→ Task requirements:
A. Answer these from the passage on P. snelleni:
(i) About how many cells does a P. snelleni nest usually have?
(ii) Where and in what season and year was the nest with two queens observed?
(iii) How far apart were the two petioles of the multiple-comb nest found in Tokyo?
B. Retype the stretch of the passage on P. snelleni from "Queens of P." through "diploid female offspring.".
C. Write what comes next in the passage on P. snelleni, picking up after its final sentence.

→ Exercise passage:
-- Opening Marker --

Queens of P. snelleni produce males before females, which is called protandrous production. This is driven by sexual selection for the optimum sex ratio, and so there is a higher fitness for all. Because of protandrous production, orphaned workers are selected to produce female offspring, since they are reproducing so late in the season. They mate in order to make diploid female offspring.

===Colony productivity===
Climate is a key factor that has been studied in the colony productivity of P. snelleni. Since there is always one founding queen in a P. snelleni nest, the denominator of colony productivity is always one. Productivity was found to vary drastically with a couple of very large nests that were found in Kanto, Japan. These nests had hundreds of cells in comparison to the usually 100 cells. In these nests, there was a female-biased sex ratio, which lines up with the resource availability hypothesis. This hypothesis states that colonies with better resources should be more heavily female based. The numbers of first brood workers in these nests were not greater than other nests, but there were a lot more females, so the sex ratio was heavily female.

==Special nests==
A special-case nest observed in Mt. Hakken-zan in the summer of 1968 showed two queens sharing one nest. This nest was unsuccessful, as predicted. Whether the nest was an instance of temporary pleometrosis, where two queens cooperate in the initial stages of nest building, and then one leaves, is unclear. A multiple-comb nest was found with one queen in Tokyo in 1980. The nest sat on a wire fence, and the two petioles were merely 13 mm apart. This nest was founded by a worker, in contrast with the well-known fact that P. snelleni nests are founded by a single queen. The worker reared brood in both combs at the same time. Early emerging males were often spotted around this special nest, so the worker that ho created the nest is assumed to have copulated with at least one early-emerging male.

-- Closing Marker --

→ Source material:

-- Opening Marker --

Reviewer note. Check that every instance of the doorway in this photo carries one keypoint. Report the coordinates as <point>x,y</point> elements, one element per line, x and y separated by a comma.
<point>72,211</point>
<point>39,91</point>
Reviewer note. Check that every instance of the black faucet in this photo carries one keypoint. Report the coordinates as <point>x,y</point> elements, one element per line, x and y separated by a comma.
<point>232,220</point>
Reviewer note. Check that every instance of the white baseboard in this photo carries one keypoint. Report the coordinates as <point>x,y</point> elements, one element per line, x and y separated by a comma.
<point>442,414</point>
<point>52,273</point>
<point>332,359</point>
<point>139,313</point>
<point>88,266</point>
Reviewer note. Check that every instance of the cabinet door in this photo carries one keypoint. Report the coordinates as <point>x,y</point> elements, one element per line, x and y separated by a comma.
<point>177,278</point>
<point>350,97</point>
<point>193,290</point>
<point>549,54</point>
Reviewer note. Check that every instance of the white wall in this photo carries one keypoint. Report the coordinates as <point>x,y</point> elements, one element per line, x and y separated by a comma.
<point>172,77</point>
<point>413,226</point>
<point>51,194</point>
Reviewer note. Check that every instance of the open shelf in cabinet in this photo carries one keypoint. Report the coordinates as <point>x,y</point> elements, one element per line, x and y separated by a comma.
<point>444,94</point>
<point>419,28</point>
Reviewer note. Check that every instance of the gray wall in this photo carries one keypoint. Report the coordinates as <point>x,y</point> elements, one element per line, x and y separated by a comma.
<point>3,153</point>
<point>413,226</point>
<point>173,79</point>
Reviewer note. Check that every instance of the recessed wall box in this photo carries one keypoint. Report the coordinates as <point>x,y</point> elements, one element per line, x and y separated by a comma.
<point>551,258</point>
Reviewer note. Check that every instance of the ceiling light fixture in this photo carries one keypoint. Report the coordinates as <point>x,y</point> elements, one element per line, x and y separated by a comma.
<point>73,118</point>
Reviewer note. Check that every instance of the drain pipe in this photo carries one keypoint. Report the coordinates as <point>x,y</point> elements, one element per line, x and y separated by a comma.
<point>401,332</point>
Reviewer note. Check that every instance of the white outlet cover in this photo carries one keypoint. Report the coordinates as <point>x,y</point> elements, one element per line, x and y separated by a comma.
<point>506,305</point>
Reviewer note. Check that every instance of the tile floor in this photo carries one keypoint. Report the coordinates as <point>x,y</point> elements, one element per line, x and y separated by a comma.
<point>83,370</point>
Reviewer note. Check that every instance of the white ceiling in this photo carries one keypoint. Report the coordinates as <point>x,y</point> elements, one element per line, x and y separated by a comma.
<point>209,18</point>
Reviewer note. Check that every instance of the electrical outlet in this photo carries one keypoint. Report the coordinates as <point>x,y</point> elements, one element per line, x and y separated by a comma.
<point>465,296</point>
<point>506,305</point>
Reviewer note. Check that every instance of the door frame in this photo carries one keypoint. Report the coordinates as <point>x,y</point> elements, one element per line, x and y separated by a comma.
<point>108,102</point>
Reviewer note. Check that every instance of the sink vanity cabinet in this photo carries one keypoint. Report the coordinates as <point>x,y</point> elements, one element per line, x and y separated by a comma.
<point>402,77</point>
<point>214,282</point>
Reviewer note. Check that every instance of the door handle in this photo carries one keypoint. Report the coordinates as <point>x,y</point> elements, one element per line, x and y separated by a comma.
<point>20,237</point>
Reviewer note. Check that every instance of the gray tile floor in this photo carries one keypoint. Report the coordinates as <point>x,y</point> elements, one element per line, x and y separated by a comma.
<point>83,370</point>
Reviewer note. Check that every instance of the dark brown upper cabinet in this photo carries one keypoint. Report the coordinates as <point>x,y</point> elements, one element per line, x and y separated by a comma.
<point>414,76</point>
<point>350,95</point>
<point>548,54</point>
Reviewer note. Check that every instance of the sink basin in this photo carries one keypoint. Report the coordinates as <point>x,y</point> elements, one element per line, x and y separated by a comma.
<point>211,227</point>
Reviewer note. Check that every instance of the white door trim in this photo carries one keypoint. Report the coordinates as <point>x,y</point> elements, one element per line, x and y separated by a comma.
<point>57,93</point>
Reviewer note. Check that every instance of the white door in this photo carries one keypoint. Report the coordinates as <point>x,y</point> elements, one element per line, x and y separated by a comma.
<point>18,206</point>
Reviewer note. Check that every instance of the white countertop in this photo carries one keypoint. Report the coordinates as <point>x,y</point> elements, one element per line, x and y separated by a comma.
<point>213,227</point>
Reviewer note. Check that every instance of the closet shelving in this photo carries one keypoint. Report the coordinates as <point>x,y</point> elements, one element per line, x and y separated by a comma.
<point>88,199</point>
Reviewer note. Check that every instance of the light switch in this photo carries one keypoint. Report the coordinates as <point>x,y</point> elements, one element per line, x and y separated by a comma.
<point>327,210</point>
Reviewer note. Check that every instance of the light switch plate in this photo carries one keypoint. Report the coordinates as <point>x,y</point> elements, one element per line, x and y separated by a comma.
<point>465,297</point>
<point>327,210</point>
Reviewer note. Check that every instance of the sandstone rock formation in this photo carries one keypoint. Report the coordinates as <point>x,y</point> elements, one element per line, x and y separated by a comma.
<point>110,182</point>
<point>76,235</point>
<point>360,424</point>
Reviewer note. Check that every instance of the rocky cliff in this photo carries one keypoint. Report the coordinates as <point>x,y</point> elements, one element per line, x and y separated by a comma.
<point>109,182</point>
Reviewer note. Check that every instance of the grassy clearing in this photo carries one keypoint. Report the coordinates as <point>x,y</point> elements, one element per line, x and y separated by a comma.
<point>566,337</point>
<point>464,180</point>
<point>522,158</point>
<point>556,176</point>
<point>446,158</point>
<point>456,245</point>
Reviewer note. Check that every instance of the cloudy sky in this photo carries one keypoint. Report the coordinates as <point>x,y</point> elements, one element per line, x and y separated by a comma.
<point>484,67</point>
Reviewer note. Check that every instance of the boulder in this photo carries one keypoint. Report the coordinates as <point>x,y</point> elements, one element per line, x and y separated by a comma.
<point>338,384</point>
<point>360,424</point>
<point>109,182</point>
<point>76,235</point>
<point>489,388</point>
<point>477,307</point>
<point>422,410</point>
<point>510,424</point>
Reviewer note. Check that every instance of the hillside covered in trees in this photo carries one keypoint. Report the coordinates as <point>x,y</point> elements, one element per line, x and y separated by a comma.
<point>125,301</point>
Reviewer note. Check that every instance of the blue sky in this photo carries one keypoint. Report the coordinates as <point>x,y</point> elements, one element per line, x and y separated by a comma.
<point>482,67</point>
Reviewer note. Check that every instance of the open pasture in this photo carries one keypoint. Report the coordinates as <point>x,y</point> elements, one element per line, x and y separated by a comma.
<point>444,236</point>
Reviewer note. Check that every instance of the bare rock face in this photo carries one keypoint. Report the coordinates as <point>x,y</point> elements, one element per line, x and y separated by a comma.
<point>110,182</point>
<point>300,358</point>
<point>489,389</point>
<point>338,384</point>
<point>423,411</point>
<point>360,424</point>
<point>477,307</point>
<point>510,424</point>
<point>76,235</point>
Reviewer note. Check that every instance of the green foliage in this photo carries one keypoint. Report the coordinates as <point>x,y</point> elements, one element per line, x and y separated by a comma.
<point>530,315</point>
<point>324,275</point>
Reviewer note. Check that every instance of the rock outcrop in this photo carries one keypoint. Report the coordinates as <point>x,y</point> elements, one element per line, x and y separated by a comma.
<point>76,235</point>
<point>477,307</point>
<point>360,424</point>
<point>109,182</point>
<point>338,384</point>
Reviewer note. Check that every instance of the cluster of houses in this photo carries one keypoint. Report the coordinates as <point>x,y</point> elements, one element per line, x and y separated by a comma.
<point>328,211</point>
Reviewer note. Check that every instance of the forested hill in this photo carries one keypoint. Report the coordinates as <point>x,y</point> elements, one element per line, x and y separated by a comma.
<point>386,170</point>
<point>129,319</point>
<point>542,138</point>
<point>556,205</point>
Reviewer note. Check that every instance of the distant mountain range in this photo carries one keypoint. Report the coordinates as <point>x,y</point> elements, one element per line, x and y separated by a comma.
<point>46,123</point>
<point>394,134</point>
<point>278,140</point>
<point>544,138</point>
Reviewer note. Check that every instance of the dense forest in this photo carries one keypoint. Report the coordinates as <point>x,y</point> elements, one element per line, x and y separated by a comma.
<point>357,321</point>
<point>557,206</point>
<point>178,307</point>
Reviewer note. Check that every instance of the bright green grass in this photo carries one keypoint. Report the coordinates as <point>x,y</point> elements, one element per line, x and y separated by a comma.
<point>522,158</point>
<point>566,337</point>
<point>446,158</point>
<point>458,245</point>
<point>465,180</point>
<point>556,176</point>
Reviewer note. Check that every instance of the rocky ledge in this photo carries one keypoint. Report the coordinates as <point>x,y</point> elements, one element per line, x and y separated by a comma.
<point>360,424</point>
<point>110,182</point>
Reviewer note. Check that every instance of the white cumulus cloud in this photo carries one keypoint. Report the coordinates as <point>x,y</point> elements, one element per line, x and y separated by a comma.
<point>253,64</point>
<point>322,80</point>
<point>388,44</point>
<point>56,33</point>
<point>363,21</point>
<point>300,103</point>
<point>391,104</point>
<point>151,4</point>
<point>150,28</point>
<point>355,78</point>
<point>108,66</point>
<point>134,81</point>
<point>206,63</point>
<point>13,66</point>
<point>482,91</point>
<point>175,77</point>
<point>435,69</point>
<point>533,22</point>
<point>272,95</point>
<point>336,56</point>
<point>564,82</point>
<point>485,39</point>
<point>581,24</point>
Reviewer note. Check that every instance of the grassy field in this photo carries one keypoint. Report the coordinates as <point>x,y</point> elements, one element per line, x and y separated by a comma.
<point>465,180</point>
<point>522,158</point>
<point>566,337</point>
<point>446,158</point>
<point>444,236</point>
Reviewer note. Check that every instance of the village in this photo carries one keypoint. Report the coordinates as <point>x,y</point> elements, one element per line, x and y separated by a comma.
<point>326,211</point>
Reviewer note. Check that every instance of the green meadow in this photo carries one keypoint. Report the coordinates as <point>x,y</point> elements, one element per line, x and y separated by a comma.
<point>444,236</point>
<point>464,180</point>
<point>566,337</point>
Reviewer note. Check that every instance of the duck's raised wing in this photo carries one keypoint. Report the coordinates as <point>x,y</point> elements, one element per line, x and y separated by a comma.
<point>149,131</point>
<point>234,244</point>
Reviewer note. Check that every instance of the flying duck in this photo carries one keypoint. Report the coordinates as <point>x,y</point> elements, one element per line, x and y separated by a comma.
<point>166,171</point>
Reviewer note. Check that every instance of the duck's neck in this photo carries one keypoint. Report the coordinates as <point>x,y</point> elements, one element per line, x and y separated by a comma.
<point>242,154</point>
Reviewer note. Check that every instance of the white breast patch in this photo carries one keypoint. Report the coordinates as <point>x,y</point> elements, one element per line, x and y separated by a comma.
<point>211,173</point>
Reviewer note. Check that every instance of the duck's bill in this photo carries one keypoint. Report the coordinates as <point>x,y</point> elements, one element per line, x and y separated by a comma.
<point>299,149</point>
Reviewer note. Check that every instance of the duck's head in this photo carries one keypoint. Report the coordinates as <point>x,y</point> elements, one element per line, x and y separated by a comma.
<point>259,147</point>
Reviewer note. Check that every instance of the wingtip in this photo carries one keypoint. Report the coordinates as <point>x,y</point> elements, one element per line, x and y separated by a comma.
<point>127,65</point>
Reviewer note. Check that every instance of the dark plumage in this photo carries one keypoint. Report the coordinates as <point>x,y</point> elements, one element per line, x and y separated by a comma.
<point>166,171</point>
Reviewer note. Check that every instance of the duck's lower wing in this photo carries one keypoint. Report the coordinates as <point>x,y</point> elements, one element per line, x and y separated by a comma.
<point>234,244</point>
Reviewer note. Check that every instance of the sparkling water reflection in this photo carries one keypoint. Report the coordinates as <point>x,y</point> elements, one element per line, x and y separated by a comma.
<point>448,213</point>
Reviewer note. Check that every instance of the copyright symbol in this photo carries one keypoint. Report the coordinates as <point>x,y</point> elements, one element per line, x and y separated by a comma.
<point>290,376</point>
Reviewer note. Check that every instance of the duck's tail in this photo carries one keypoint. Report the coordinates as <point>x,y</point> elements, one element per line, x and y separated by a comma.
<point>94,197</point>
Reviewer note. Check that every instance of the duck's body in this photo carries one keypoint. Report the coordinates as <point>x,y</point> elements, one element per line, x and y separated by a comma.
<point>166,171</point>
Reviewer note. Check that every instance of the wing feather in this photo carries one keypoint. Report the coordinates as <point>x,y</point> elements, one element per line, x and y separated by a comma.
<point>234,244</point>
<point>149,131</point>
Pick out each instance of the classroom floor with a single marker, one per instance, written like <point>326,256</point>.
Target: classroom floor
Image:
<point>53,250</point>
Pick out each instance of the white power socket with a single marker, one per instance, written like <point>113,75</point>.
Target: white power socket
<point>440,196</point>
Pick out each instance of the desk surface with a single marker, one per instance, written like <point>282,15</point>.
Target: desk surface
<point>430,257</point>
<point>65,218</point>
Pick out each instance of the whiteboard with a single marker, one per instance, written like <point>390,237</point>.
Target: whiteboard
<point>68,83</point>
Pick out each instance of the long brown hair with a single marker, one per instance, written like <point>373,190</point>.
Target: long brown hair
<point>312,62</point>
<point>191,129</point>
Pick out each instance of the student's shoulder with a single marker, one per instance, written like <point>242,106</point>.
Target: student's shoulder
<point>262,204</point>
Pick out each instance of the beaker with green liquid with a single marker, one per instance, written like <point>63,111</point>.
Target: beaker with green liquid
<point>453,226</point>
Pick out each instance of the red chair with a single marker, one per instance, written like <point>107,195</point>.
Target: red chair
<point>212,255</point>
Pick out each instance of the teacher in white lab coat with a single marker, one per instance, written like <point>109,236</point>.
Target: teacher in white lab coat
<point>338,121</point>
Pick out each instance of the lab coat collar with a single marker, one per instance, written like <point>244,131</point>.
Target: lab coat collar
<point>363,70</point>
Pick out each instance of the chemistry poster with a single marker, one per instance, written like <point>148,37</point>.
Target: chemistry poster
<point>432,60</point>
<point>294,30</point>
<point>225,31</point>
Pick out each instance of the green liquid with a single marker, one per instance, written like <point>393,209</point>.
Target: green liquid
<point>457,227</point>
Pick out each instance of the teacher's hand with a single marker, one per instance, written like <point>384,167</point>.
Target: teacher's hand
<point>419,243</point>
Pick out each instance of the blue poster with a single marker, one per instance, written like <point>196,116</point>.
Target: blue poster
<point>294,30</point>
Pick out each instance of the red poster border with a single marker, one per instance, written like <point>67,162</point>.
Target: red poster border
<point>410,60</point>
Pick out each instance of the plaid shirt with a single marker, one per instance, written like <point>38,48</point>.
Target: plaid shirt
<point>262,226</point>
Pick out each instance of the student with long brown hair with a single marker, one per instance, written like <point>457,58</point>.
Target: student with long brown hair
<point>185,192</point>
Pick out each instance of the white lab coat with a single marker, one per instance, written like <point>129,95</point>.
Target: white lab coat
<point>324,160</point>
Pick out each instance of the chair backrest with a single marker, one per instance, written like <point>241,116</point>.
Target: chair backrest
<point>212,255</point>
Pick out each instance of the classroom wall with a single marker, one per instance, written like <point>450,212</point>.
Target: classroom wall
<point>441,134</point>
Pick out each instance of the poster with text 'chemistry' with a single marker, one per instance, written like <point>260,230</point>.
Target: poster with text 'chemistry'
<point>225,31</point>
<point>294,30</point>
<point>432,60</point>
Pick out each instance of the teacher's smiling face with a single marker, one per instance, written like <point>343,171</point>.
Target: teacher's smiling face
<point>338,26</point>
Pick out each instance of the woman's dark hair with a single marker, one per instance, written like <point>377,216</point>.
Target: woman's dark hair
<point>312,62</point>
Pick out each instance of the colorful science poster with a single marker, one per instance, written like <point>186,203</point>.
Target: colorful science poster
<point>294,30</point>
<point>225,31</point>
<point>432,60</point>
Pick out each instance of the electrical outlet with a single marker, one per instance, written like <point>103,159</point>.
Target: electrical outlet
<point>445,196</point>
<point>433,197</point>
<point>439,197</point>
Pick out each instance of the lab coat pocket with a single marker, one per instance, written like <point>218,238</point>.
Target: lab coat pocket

-- Closing Marker --

→ Results of the exercise:
A.
(i) About 100 cells.
(ii) On Mt. Hakken-zan, in the summer of 1968.
(iii) 13 mm.

B.
Queens of P. snelleni produce males before females, which is called protandrous production. This is driven by sexual selection for the optimum sex ratio, and so there is a higher fitness for all. Because of protandrous production, orphaned workers are selected to produce female offspring, since they are reproducing so late in the season. They mate in order to make diploid female offspring.

C.
== Early-emerging males ==
The founding queen of a nest is known to produce her first brood to be workers. In a study about early-emerging males in this initial brood of workers, many observations were taken. First, the possibility of sibling mating was quite high in nests with early-emerging males. No early-emerging males were found to be diploid in chromosome number. So, the early-emerging males were haploid, with the number chromosomes in a haploid set being 30. This was in contrast with previously known data where the number of haploid chromosomes had been set at 13. These chromosomes were observed to be meta- or submetacentrics. Nests with early-emerging males had a strong possibility of mating between these males and the workers of the same brood.